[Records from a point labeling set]
## begin
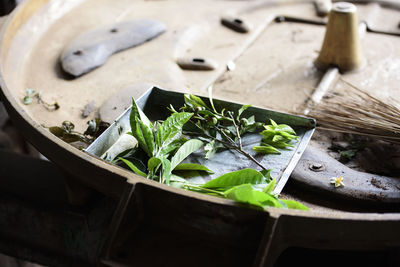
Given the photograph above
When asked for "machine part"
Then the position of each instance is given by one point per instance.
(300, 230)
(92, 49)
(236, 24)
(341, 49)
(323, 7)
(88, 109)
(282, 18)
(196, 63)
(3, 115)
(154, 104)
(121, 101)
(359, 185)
## end
## begin
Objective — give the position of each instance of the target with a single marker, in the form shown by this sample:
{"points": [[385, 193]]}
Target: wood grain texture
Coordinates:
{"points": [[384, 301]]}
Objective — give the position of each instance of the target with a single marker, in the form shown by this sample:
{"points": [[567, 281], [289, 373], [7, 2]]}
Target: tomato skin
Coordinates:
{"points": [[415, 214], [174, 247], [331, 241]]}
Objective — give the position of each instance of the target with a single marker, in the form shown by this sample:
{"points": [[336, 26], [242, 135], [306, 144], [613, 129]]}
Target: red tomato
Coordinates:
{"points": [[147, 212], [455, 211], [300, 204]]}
## end
#### [Requirement]
Which lines of the records above contain the string "tomato"? Pick out and copy each of them, matching case exactly.

#### [Answer to the exercise]
Target: tomato skin
Target: red tomato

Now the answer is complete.